>>>>>

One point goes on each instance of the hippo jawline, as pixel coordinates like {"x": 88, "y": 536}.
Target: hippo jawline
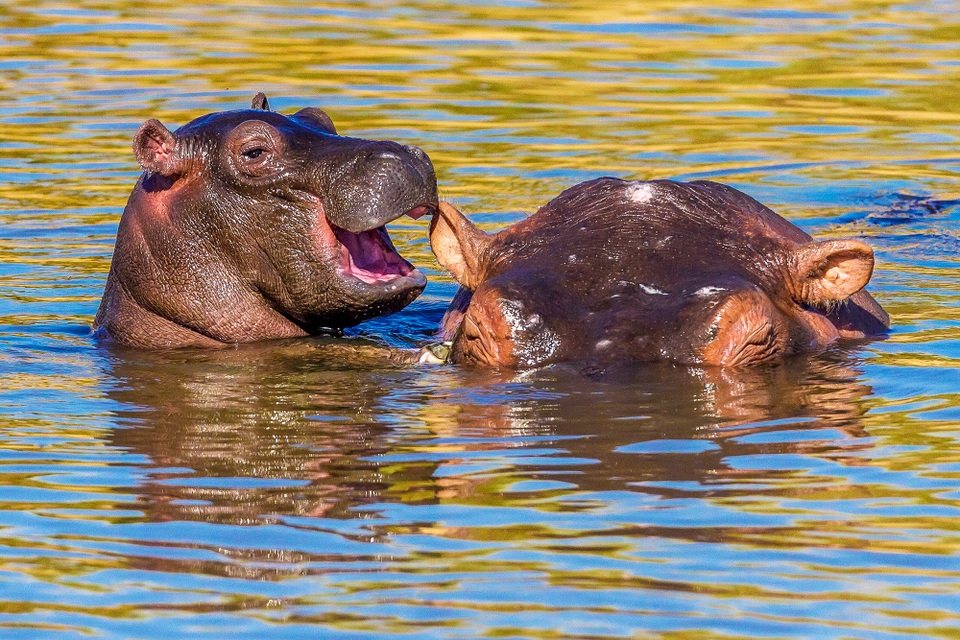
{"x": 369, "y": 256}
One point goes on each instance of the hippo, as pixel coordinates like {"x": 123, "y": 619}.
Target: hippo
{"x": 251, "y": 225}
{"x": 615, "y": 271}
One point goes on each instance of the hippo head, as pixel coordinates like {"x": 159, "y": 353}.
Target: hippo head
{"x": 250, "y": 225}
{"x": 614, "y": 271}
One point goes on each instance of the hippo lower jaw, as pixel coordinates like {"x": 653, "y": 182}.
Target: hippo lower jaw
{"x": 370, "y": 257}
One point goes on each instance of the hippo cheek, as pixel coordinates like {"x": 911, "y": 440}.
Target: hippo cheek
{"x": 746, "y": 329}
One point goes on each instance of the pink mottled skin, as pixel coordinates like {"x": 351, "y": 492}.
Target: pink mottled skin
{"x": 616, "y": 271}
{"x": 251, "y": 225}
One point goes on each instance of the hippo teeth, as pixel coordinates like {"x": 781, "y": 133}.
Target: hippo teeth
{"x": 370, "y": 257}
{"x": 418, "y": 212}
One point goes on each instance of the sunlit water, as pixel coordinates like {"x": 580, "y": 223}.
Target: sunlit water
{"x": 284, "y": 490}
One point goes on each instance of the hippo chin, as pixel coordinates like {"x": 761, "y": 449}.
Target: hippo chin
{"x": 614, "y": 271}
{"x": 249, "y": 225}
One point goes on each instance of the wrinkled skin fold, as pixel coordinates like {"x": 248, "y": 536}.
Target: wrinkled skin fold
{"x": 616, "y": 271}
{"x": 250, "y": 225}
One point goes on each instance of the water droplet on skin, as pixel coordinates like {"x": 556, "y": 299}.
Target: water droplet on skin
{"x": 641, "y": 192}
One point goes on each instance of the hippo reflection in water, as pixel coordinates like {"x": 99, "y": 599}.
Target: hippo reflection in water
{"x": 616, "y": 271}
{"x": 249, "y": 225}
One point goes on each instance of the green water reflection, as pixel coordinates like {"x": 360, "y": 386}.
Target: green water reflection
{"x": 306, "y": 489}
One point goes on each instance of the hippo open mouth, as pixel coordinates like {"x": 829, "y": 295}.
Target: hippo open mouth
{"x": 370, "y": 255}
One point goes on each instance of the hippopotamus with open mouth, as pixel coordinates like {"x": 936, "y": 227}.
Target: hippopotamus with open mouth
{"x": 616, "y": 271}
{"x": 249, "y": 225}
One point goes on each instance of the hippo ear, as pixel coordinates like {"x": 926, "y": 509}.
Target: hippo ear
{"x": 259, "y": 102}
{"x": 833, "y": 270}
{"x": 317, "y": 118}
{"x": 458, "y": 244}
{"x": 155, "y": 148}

<<<<<

▸ **Assigned task**
All lines from the beginning of the material through the line that holds "One point goes on each instance of the hippo head, as", both included, should be returned exactly; please omit any pictures and add no other lines.

▸ **Exercise answer**
One point goes on each instance of the hippo jawline, as pixel coordinates like {"x": 88, "y": 536}.
Target: hippo jawline
{"x": 369, "y": 256}
One point goes on each instance of the hippo, as pixel coordinates like {"x": 123, "y": 619}.
Target: hippo
{"x": 251, "y": 225}
{"x": 615, "y": 271}
One point goes on each instance of the hippo head, as pixel coordinates like {"x": 159, "y": 353}.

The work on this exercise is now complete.